■ Exercise instructions
Pick out every line of the records that contains the word "segment" and copy each one.

■ Input records
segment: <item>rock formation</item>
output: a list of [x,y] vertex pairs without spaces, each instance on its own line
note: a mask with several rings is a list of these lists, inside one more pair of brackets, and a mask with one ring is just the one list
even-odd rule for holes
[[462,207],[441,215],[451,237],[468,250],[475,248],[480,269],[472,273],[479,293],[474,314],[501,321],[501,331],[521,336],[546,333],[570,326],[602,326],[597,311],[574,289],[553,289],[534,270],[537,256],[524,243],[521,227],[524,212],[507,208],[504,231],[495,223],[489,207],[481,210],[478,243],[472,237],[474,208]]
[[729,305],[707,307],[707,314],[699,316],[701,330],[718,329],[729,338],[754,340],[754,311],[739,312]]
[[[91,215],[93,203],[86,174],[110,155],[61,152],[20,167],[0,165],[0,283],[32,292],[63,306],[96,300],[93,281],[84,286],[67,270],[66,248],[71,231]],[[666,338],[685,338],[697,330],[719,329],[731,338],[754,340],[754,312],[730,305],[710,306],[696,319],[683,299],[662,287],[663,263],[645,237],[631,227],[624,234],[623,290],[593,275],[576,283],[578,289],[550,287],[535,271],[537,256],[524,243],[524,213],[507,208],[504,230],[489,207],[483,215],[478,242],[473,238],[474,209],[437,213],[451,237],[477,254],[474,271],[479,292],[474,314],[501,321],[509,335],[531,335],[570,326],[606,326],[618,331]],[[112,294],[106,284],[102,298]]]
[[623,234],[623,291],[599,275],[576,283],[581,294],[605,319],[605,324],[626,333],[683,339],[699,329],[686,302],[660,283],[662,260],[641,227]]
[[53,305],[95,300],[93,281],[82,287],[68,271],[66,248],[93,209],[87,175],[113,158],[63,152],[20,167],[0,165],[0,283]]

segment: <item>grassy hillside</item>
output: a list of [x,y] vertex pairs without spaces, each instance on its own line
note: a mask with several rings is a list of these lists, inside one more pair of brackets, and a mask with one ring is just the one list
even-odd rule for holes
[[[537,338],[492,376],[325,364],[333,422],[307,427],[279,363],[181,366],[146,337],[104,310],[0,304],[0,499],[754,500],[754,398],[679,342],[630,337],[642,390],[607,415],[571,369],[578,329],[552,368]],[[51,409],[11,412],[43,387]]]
...
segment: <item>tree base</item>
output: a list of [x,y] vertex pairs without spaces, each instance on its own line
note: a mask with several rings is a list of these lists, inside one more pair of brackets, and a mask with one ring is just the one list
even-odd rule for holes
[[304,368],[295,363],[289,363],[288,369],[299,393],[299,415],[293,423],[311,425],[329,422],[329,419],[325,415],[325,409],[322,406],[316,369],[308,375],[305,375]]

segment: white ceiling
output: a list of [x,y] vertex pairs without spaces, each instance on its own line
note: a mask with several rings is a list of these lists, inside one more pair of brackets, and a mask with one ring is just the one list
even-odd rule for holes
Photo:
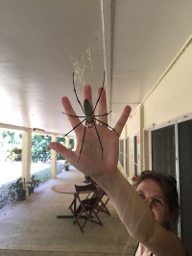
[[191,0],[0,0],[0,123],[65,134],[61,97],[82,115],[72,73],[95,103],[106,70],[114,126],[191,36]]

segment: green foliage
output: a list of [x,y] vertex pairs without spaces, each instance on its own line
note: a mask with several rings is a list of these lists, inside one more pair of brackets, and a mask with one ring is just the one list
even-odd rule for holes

■ Task response
segment: <item>rock formation</item>
segment: <item>grassy hillside</item>
segment: <item>tree base</item>
segment: white ceiling
segment: green foliage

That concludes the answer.